-- Selected text follows --
Three cheers for the Farmer.
I was trying to explain to our very patient confirmation candidates the significance of the different colours that we use in church.
Purple is our getting-ready colour. We use it to show that we are preparing for something special. So we wear purple for the 6 weeks of Lent when we are getting ready for Easter and the 4 weeks of Advent when we are getting ready for Christmass.
White is party time. We wear white for feast days; Christmass, Easter, Saint's Days, Trinity Sunday, and Christ the King.
Red is for the flames of the Holy Spirit at Pentecost, it is for the blood that was spilt when we ask for the martyrs' prayers, it is for the royalty of a King riding on a donkey on Palm Sunday and for the Master’s blood shed on Good Friday.
Black is seldom worn but may be worn for Ash Wednesday, All Souls Day and for the odd very tragic and appalling funeral, where there only seems to be darkness.
‘Green’ I cheekily enthused ‘Green, is when none of those other things are happening. We wear green for most of the Church’s year to remind us that all the time we are supposed to be growing into the sort of people God wants us to be.’
Which is a very nice dance step into the parable of the sower in today's gospel. And in this parable, we might be one of three things.
-- Selected text concluded --
> Your instructions
Copy the stretch of the sermon on church colors from "White is party" through "on Good Friday.". The listing is separate material with no connection to the sermon on church colors.
-- Entries supplied follows --
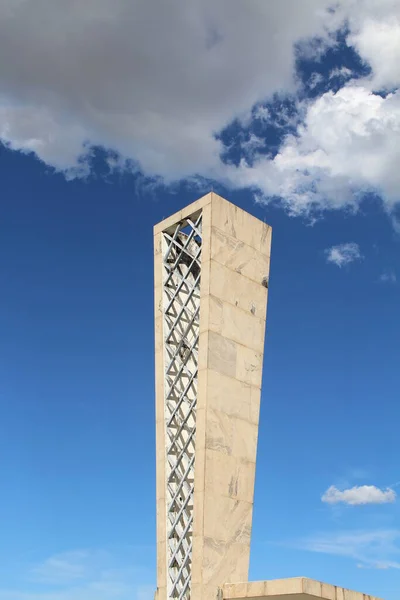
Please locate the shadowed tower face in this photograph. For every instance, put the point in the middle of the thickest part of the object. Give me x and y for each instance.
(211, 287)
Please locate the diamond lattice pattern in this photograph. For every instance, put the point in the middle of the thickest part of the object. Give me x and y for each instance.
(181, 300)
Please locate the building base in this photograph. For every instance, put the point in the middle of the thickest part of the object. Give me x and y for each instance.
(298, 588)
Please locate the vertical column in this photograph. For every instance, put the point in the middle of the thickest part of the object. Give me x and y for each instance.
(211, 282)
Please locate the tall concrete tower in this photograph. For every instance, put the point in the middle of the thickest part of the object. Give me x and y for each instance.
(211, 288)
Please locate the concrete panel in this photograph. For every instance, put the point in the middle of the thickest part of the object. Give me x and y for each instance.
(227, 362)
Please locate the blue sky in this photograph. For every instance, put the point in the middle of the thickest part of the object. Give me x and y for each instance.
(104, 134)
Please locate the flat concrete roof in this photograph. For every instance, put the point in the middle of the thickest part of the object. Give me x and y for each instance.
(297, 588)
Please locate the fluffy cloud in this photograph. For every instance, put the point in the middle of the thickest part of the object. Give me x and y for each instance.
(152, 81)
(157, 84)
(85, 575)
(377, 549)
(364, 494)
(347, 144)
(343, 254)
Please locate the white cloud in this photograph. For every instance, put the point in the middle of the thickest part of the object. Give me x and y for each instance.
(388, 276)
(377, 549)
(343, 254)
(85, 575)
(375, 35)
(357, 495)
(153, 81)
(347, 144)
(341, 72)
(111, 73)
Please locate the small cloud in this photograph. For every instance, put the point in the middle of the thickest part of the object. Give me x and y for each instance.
-- Entries supplied concluded --
> Output below
White is party time. We wear white for feast days; Christmass, Easter, Saint's Days, Trinity Sunday, and Christ the King.
Red is for the flames of the Holy Spirit at Pentecost, it is for the blood that was spilt when we ask for the martyrs' prayers, it is for the royalty of a King riding on a donkey on Palm Sunday and for the Master’s blood shed on Good Friday.